DIRECTION.
Start at the line containing "For the evaluation set, indicate each instance of the sun" and transcribe every line exactly through the end of the records below, and only those lines.

SUPPLIED RECORDS.
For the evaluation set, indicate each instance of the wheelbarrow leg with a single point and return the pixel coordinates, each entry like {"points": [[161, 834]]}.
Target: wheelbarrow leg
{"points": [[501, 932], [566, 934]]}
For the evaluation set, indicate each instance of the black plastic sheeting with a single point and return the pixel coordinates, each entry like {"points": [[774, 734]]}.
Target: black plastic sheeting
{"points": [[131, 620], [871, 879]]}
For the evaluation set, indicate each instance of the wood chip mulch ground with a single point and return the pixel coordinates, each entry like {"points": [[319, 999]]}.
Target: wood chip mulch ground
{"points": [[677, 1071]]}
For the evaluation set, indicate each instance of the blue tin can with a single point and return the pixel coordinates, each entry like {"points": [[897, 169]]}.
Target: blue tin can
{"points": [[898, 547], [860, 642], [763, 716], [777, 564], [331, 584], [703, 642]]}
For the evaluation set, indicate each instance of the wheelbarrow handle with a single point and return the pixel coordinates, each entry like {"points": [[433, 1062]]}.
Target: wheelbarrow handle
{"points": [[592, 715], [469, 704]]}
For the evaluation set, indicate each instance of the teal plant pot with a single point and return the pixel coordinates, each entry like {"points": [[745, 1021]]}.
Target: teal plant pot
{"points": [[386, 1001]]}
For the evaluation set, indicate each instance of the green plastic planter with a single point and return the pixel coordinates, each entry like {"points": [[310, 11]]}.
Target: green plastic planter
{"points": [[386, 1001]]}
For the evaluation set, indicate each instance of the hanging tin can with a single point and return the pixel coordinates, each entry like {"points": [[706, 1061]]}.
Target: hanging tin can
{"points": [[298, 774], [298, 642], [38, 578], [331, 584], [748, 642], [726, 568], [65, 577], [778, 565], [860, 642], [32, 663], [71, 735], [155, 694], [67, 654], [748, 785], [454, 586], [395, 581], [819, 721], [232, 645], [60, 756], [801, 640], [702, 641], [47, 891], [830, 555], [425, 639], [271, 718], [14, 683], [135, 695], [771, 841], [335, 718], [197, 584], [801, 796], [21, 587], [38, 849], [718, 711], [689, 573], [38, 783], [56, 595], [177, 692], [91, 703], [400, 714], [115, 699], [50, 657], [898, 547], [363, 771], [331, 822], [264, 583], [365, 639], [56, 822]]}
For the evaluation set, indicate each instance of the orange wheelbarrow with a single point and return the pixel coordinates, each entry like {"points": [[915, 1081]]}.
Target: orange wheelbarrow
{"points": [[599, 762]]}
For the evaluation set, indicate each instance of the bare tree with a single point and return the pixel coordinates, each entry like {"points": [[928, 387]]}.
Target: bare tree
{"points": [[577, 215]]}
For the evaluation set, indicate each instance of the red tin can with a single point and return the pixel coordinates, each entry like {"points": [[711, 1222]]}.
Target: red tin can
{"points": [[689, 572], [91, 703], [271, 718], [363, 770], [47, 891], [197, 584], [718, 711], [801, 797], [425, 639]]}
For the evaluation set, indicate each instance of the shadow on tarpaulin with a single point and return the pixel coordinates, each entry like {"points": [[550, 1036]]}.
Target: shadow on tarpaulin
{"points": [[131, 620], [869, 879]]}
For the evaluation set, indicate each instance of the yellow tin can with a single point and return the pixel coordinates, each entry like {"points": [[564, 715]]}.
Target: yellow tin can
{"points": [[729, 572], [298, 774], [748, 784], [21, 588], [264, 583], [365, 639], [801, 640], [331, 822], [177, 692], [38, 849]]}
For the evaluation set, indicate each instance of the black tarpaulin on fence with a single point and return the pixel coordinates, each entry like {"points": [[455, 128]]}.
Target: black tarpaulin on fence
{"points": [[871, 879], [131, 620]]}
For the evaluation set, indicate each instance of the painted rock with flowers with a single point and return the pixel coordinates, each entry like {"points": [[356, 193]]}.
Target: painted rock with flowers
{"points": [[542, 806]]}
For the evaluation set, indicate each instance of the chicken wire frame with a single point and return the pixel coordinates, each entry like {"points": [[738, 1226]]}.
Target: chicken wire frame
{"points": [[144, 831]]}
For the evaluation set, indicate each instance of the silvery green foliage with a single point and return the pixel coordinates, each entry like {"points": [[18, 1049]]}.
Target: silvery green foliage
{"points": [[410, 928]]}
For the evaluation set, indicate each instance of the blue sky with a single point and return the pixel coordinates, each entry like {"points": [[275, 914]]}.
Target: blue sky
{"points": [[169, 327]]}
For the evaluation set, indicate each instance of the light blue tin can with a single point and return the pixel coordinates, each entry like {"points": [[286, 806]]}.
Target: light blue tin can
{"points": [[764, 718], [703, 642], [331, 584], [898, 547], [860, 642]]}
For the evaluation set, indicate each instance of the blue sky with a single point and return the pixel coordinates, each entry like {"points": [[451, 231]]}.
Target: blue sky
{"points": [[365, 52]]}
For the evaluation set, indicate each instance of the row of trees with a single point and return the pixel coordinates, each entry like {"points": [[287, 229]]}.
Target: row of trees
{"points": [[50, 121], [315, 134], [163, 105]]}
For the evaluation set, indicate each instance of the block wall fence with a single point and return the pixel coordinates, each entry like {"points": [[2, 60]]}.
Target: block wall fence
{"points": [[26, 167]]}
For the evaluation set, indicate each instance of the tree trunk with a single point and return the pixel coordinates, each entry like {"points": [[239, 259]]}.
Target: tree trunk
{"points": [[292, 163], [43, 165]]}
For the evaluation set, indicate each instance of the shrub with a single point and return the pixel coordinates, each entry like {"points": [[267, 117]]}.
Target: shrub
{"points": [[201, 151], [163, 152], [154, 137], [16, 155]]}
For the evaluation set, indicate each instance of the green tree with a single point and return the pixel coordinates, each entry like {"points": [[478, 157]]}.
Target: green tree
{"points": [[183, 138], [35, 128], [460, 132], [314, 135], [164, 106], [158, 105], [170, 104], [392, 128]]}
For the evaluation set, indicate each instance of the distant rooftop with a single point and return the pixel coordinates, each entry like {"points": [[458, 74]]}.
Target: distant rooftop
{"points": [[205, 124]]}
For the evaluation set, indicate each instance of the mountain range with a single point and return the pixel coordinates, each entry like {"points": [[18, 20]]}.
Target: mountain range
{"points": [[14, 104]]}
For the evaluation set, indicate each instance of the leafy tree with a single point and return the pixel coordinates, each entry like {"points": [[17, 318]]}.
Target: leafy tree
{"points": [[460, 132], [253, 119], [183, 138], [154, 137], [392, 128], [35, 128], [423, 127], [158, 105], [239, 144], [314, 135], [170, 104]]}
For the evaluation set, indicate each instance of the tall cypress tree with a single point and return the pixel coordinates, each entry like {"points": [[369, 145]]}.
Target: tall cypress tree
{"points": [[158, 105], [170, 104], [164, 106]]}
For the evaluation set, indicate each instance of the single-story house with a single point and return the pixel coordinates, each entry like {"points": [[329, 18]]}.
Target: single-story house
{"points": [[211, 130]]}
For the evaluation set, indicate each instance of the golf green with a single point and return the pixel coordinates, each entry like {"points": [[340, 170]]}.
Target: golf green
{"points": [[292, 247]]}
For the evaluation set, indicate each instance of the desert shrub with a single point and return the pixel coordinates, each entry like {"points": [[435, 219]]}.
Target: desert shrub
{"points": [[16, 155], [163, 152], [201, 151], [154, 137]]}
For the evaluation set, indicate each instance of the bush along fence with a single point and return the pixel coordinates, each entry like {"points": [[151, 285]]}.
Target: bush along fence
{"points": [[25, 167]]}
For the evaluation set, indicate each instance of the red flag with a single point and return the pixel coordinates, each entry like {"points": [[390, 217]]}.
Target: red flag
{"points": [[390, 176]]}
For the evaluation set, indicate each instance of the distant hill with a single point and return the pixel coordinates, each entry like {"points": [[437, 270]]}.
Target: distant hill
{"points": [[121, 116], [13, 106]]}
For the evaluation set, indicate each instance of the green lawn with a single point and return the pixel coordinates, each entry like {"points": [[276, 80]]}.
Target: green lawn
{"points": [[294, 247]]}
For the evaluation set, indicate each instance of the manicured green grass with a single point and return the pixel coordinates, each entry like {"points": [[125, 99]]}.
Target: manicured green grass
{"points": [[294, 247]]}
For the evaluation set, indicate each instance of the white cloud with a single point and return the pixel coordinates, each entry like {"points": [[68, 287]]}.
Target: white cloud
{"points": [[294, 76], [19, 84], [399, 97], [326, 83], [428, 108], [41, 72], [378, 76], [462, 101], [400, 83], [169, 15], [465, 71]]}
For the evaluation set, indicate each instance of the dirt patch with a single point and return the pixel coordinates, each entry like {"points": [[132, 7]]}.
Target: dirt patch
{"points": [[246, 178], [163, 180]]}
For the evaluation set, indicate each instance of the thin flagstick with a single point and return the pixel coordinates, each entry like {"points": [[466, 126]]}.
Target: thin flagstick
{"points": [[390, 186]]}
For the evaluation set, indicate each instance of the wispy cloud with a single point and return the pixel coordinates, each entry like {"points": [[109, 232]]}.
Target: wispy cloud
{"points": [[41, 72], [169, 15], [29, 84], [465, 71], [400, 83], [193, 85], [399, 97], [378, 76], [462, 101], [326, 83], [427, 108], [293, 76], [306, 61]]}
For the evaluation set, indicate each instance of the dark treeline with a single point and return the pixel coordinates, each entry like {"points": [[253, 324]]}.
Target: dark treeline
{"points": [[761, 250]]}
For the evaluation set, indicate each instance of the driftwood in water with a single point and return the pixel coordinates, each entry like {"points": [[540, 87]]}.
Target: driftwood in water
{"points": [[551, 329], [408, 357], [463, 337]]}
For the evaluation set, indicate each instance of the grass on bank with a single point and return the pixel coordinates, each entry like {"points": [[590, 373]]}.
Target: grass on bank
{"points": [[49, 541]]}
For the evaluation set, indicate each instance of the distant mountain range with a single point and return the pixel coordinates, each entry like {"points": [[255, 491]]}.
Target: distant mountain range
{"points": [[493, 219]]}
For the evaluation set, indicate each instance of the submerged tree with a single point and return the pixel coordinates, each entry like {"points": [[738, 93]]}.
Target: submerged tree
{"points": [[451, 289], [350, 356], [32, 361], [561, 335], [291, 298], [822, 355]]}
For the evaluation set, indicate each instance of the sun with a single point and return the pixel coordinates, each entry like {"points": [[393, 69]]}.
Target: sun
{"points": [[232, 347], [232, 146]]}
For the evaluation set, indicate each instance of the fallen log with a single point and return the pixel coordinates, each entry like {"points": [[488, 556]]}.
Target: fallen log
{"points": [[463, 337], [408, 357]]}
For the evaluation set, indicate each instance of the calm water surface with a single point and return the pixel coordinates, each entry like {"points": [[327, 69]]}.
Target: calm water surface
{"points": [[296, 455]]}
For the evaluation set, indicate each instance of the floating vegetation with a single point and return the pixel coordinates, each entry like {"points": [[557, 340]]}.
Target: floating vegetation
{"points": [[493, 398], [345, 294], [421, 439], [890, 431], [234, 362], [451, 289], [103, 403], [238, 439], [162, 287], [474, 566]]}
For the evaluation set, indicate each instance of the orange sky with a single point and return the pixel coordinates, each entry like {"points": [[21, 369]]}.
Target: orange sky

EXPECTED ANSWER.
For the evaluation set, indicate each instance of the sun with a single point and return the pixel coordinates, each entry like {"points": [[393, 69]]}.
Target: sun
{"points": [[232, 347], [232, 146]]}
For the evaluation set, indicate each instance of the fallen log with a single point and return the pixel coordinates, each entry like {"points": [[488, 556]]}.
Target: fallen log
{"points": [[463, 337], [408, 357]]}
For the evaluation set, indicate each instance of the calm water surface with a single point and return the pixel coordinates, each entry like {"points": [[327, 69]]}.
Target: calm water surface
{"points": [[296, 455]]}
For the evaluation set, indicate each instance of the floating vegetation with a single point and return the pixel coordinates, each entry like {"points": [[557, 340]]}.
Target: floating vegetation
{"points": [[493, 398], [345, 294], [421, 439], [890, 431], [234, 362], [451, 289], [103, 403], [238, 439], [162, 287], [474, 566]]}
For the evaluation set, indicate each instance of the orange sky with a single point and return the pixel coordinates, each entry like {"points": [[21, 369]]}.
Target: orange sky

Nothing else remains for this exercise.